====== MATERIAL FORNECIDO
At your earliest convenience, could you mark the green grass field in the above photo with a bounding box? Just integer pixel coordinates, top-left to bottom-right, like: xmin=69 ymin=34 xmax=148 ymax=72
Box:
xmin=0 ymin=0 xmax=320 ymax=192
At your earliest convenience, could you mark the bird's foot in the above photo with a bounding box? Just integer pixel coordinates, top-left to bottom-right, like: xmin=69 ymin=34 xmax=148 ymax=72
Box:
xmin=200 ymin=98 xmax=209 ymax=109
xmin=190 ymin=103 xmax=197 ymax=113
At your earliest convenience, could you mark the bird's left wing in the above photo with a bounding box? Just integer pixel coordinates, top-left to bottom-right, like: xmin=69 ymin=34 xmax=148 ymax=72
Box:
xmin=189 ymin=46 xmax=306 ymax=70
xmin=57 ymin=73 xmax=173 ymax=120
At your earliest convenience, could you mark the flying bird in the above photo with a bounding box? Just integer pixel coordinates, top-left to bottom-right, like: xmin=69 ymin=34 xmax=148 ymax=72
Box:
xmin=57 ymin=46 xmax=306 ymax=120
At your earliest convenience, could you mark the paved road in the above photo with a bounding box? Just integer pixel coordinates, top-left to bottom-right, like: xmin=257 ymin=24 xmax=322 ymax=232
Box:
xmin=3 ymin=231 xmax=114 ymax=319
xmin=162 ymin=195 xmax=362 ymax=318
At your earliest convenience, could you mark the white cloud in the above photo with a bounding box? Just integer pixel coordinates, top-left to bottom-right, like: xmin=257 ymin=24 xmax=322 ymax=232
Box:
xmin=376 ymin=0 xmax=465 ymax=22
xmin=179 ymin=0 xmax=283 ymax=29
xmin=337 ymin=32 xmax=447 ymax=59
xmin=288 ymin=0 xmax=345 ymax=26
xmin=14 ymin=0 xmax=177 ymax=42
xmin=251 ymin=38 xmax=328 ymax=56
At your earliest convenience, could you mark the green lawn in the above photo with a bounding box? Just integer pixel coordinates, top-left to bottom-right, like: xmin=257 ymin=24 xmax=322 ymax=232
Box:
============
▶ INSTRUÇÃO: Transforme em lista numerada as linhas da listagem, começando pela que contém "At your earliest convenience, could you mark the green lawn" e terminando no final da listagem, com ambas as extremidades incluídas. Deixe de fora as linhas em branco.

▶ RESPOSTA:
1. At your earliest convenience, could you mark the green lawn in the above photo with a bounding box? Just integer pixel coordinates, top-left to bottom-right, like: xmin=257 ymin=24 xmax=322 ymax=232
2. Box:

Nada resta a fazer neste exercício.